_QUÉ DEBES HACER:_
1. En el texto sobre instrumentación OpenTelemetry en Node.js, ¿qué script ejecutable se indica para los custom spans?
2. Redacta la parte que sigue al texto sobre instrumentación OpenTelemetry en Node.js, a partir de su última oración.

++++ TEXTO DE LECTURA ++++

3.2 Application Instrumentation (Node.js)

Script ejecutable: scripts/nodejs/instrumentation.js

Instrumentación OpenTelemetry para aplicaciones Node.js con auto-instrumentation.

Cuándo ejecutar:

Inicio de aplicación Node.js
Setup de distributed tracing
Integración con Jaeger/OTLP

Uso:

bash

cd scripts/nodejs
npm install

# En tu aplicación, importa al inicio:
require('./instrumentation');

# O con variables de entorno:
OTEL_EXPORTER_OTLP_ENDPOINT=http://localhost:4318/v1/traces node app.js

Características:

✅ Auto-instrumentation (HTTP, Express, PostgreSQL, Redis)
✅ OTLP exporter
✅ Resource attributes configurables
✅ Graceful shutdown

3.3 Custom Spans (Node.js)

Script ejecutable: scripts/nodejs/userService.js

Ejemplo de servicio con custom spans para tracing personalizado.

++++ INFORMACIÓN PROPORCIONADA ++++

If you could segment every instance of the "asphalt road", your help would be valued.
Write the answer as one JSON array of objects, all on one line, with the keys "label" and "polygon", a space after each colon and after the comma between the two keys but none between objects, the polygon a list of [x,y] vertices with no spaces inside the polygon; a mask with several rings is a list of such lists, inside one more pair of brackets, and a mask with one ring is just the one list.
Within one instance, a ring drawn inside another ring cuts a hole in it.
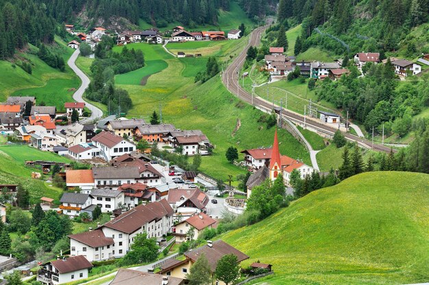
[{"label": "asphalt road", "polygon": [[79,89],[77,89],[73,94],[73,99],[75,99],[76,102],[84,103],[86,107],[93,112],[90,117],[79,121],[79,123],[85,124],[94,122],[97,119],[100,119],[103,116],[103,111],[93,105],[86,102],[82,98],[85,90],[88,88],[88,86],[89,86],[90,80],[86,74],[85,74],[85,73],[84,73],[84,72],[79,69],[79,68],[76,66],[76,59],[77,59],[79,53],[80,51],[77,49],[69,59],[67,64],[74,71],[76,75],[80,78],[80,80],[82,82]]},{"label": "asphalt road", "polygon": [[[261,98],[257,96],[252,96],[251,94],[247,92],[238,84],[238,79],[241,78],[240,72],[241,67],[246,59],[247,49],[250,46],[256,46],[260,43],[260,38],[264,31],[268,26],[260,27],[254,29],[250,34],[249,42],[243,52],[232,62],[232,63],[226,68],[225,72],[222,74],[222,81],[231,93],[238,97],[240,99],[254,106],[258,107],[259,109],[272,111],[273,108],[278,107],[276,105],[273,104],[266,100]],[[252,98],[253,97],[253,98]],[[318,122],[318,120],[312,118],[306,117],[291,111],[282,109],[282,115],[289,119],[294,123],[298,123],[301,125],[310,126],[321,133],[333,135],[337,128]],[[347,139],[351,141],[356,141],[359,145],[366,148],[373,148],[375,150],[383,151],[385,152],[390,152],[391,148],[388,146],[380,144],[373,144],[371,141],[359,137],[357,135],[352,135],[348,133],[344,133],[344,136]]]}]

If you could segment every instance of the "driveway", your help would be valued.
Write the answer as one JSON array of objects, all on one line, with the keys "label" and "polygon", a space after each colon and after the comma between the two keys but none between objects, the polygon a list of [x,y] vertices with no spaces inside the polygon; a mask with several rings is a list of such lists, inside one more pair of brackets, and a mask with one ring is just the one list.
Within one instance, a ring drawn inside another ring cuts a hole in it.
[{"label": "driveway", "polygon": [[84,73],[84,72],[79,69],[79,68],[76,66],[76,59],[77,59],[79,53],[80,51],[77,49],[76,51],[71,55],[71,57],[70,57],[70,59],[69,59],[69,61],[67,62],[69,66],[70,66],[70,68],[74,71],[82,82],[79,89],[77,89],[73,94],[73,99],[78,103],[84,103],[86,107],[91,110],[92,112],[90,117],[81,120],[79,122],[81,124],[95,122],[95,120],[103,117],[103,111],[93,105],[86,102],[82,98],[84,93],[85,93],[85,90],[88,88],[88,86],[89,86],[89,83],[90,81],[86,74],[85,74],[85,73]]}]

++++

_RESPUESTAS ESPERADAS:_
1. scripts/nodejs/userService.js

2.
Uso:

javascript

const { getUserById } = require('./userService');
const user = await getUserById('123');

3.4 Application Instrumentation (Rust)

Script ejecutable: scripts/rust/src/telemetry.rs

Setup de OpenTelemetry para aplicaciones Rust con tracing.

Cuándo ejecutar:

Inicio de aplicación Rust
Setup de distributed tracing
Integración con Jaeger/OTLP

Uso:

bash

cd scripts/rust
cargo build --release

# Ejecutar
OTEL_EXPORTER_OTLP_ENDPOINT=http://localhost:4318/v1/traces ./target/release/observability-rust

# O usar como librería en tu proyecto

Características:

✅ OpenTelemetry tracing
✅ OTLP exporter
✅ Structured logging con tracing-subscriber
✅ Resource attributes configurables

3.5 Custom Spans (Rust)

Script ejecutable: scripts/rust/src/services/user_service.rs

Ejemplo de servicio Rust con custom spans y attributes.

Características:

✅ Custom spans con attributes
✅ Event tracking
✅ Error recording
✅ Status codes

3.6 Prometheus Metrics (Rust)

rust

// Cargo.toml
[dependencies]
prometheus = "0.13"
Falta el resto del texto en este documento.